RAW DATA:
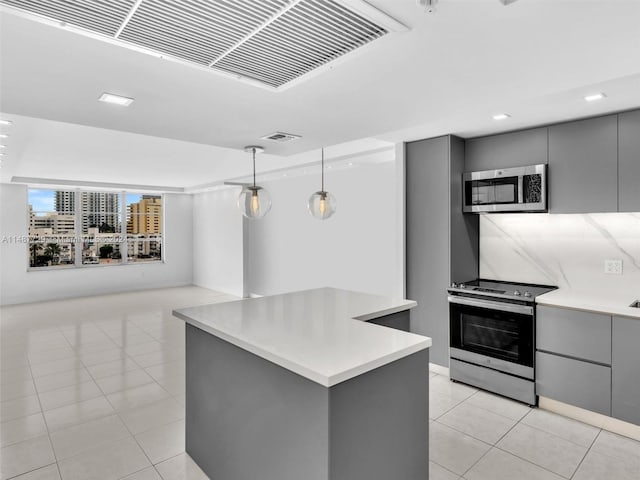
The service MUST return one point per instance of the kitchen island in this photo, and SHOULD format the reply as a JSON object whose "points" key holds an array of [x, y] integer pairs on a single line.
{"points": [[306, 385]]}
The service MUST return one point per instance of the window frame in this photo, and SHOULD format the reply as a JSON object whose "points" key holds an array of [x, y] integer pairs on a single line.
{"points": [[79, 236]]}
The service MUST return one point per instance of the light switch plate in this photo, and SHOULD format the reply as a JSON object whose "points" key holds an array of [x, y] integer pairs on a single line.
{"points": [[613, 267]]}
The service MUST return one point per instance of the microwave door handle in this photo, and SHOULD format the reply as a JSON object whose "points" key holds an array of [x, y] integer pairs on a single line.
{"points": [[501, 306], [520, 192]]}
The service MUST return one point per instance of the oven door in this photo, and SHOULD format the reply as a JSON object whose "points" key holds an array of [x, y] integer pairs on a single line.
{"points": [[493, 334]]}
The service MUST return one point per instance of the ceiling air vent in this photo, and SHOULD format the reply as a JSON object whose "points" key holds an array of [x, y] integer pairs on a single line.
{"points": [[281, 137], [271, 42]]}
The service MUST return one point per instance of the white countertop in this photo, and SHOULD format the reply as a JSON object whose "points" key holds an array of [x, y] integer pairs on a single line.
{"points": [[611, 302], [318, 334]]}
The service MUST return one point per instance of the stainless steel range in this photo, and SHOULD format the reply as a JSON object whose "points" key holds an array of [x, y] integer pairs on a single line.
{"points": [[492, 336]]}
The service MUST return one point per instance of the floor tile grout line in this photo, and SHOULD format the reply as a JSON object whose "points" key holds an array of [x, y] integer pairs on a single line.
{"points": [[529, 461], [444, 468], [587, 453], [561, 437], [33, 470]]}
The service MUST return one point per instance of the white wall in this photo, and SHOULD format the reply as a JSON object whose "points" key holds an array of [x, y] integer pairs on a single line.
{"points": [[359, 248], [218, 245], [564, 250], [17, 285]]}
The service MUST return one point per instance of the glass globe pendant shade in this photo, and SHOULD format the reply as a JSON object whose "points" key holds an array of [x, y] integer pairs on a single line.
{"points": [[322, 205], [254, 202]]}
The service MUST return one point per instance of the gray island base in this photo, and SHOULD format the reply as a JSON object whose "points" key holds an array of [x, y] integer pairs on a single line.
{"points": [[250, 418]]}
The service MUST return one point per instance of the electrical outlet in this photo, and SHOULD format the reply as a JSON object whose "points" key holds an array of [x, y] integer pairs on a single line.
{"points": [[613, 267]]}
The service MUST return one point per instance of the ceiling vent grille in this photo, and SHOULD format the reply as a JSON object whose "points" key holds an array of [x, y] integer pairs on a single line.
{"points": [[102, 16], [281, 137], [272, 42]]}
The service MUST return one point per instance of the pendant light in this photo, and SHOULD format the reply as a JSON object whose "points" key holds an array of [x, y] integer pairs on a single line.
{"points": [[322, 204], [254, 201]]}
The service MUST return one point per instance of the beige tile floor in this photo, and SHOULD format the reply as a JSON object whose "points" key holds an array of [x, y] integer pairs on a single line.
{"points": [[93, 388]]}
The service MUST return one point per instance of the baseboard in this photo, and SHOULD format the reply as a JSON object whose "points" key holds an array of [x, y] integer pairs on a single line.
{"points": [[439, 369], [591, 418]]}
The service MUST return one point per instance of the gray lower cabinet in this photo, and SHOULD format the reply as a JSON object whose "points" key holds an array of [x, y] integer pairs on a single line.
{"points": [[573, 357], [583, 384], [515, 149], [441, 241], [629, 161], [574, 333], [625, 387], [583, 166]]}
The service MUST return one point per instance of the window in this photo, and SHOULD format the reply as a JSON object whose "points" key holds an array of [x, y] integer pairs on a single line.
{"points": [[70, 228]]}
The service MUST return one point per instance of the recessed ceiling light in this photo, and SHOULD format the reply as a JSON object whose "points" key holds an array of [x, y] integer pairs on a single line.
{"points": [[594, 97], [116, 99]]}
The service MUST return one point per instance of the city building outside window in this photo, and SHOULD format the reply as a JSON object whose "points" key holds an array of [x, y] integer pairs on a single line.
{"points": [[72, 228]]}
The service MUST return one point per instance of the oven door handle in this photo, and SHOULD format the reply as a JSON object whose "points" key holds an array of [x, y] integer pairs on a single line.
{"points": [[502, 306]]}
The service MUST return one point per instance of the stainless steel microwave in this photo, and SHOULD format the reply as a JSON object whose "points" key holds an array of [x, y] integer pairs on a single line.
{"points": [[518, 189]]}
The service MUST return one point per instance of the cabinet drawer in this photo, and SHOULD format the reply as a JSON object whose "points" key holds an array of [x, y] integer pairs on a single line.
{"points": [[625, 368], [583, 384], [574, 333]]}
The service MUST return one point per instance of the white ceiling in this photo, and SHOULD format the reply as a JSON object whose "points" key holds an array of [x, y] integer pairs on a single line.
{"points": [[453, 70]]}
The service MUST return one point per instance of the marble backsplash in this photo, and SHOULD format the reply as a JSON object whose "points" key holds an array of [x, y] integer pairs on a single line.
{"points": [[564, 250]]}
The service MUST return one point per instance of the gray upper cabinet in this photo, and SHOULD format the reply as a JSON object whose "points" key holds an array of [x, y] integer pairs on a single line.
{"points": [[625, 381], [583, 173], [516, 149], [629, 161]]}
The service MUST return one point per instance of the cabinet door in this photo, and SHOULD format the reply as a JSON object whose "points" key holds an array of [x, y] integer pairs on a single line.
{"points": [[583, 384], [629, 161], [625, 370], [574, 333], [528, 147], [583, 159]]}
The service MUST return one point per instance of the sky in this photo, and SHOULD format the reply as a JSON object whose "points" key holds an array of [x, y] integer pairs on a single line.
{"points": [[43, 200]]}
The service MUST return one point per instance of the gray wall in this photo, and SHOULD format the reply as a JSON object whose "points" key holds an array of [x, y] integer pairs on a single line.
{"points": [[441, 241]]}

WHAT YOU SHOULD DO:
For this exercise, retype the data above exactly and skip every image.

RESULT:
The service MUST return one point per instance of the kitchen island in this photo, and SHOULD format the reply as a JSON object whose "points" key holds an array of [x, y] integer pairs on a single line.
{"points": [[306, 385]]}
The service MUST return one point per instance of the window frame in this photo, and SHOULD format the reply as a JSON object whose "points" key holds an array of [x, y] integer pairs on a single line.
{"points": [[79, 236]]}
The service MUST return one point per instance of the light switch plate in this photo, and SHOULD format the reply as a JSON object whose "points" key holds an array of [x, y] integer pairs on a single line.
{"points": [[613, 267]]}
The service MUST return one point per instance of the microwave door handle in this photo, and SHOULD format the reply as a JSON object whose "points" key holds an array of [x, y] integer pairs on a single line.
{"points": [[501, 306], [520, 192]]}
The service MUST return one point per instance of the oven door in this photo, and SHOULD format the reply as a JSON object whose "points" key holds an array of [x, y] integer pairs on a single line.
{"points": [[493, 334]]}
The service MUST return one point per instance of the ceiling air vent in this photo, and SHOULD format the reply as a JSON object whose "points" key holds an array of [x, y] integer pairs on a single line.
{"points": [[281, 137], [271, 42]]}
The service MUST return one point per instance of the white countertop in this photo, and SHOULD format the reply as a JSON object whose "points" key holds an array of [x, y] integer pairs on a single line.
{"points": [[611, 302], [318, 334]]}
The service MUST return one point per instance of the stainless steel range in this photo, and SHOULD format the reply as a JSON object whose "points" key holds an array of [x, y] integer pairs on a single line.
{"points": [[492, 336]]}
The service MUST return one point per instance of the floor tile grout line in this photo, and SHOULD format the reply as a JSON object whose "points" key holds an array of [x, y] integer pairs on a single line.
{"points": [[529, 461], [444, 468], [587, 453], [561, 437], [33, 470]]}
The service MUST return one point per instance of the white wall in this photo, and SHOULD format the reply as a JSON object whose "points" key holds an array of [x, y] integer pairs on a single line.
{"points": [[359, 248], [218, 245], [564, 250], [17, 285]]}
The service MUST return one point per instance of the glass globe pendant shade in this photo, and SHOULD format the reply as a JSON object whose "points" key holds an array of [x, y] integer pairs on a single line.
{"points": [[322, 205], [254, 202]]}
The service MUST return one point per instance of the gray island base in this photo, and SHOULD format the reply as a JSON object whose "points" key holds an array of [x, y] integer pairs on a single line.
{"points": [[250, 418]]}
The service MUST return one point per instance of the electrical outlet in this photo, and SHOULD format the reply as a JSON object whose "points" key holds an array of [x, y] integer pairs on a single line.
{"points": [[613, 267]]}
The service MUST return one point per instance of the ceiling vent grille in this photo, and SHOULD format the reply as a JSON object whose "points" key holds an array of [x, y] integer pairs on a single line.
{"points": [[102, 16], [281, 137], [272, 42]]}
The service MUST return one point per instance of the pendant light in this photo, and SHOULD format the reply as a JSON object whose "points" key holds an array of [x, y] integer pairs on a single line.
{"points": [[322, 204], [254, 201]]}
The service MUST return one point per instance of the beige tile floor in this photo, and SHOULD format the reply as a JSON object whose "points" key holds an array of [x, y] integer pairs on a single line.
{"points": [[93, 388]]}
The service MUST return one point per instance of the baseboard in this photo, and SHOULD format the reply as a JSON object whose "points" key holds an array of [x, y] integer pairs on a single line.
{"points": [[439, 369], [591, 418]]}
The service MUST return one point per instance of the gray lower cabinet in this photo, and SHOULD format the reply as a JSON object whose "points" key holds an array of [x, y] integer pairs on a single line.
{"points": [[573, 357], [583, 384], [515, 149], [441, 241], [629, 161], [574, 333], [625, 387], [583, 166]]}
The service MUST return one point per instance of the window in this photo, and SHOULD format the reply as a JSON object whose "points" key holds an array of [x, y] integer pairs on a single line.
{"points": [[70, 228]]}
The service MUST return one point per instance of the recessed ceiling light in this photo, and SHOULD format the reply as a JSON object whose "points" key holds an array of [x, y] integer pairs on a single line.
{"points": [[594, 97], [116, 99]]}
The service MUST return one point per instance of the city building outside window in this photo, and SHOULD format the reply as a JSON object whose "points" key holds an array of [x, y] integer pairs on a single line.
{"points": [[72, 228]]}
The service MUST return one point per instance of the oven door handle in this photo, and SHOULD format the reply as a JSON object whose "points" key holds an array of [x, y] integer pairs on a single line.
{"points": [[502, 306]]}
The service MUST return one point per instance of the stainless steel microwave in this photo, and SHOULD format the reply as a JSON object whose "points" key holds an array of [x, y] integer pairs on a single line.
{"points": [[518, 189]]}
The service MUST return one point per instance of the cabinet drawer in this photo, and SHOULD format the reply as a JSON object whose "points" key holds an array of [x, y] integer pairs on a single line.
{"points": [[625, 368], [583, 384], [574, 333]]}
The service MUST return one point per instance of the white ceiling in this photo, and SHOULD format the reply as a JSON object whose "points" key holds an array of [x, y] integer pairs on a single line.
{"points": [[453, 70]]}
The service MUST return one point per instance of the marble backsplash in this photo, and SHOULD format the reply as a JSON object whose "points" key holds an array of [x, y] integer pairs on a single line.
{"points": [[564, 250]]}
The service MUST return one point per instance of the gray upper cabinet in this photo, and SHOULD format the reply as a JSON object whose "points" key holds an array of [x, y] integer pairs on a single line.
{"points": [[625, 381], [583, 173], [516, 149], [629, 161]]}
The service MUST return one point per instance of the cabinet door in this photo, and SHOULD format the reply as a JSON object whose "points" key holds an array of [x, y] integer pairs on a single line.
{"points": [[583, 384], [629, 161], [625, 370], [574, 333], [528, 147], [583, 159]]}
The service MUST return one point per instance of the sky in this photo, and SHOULD format the reply as a JSON object whose "points" key holds an array of [x, y] integer pairs on a single line.
{"points": [[43, 200]]}
The service MUST return one point per instance of the gray wall in this photo, and SHOULD format the reply as a JSON object whose "points" key holds an array of [x, y] integer pairs on a single line.
{"points": [[441, 241]]}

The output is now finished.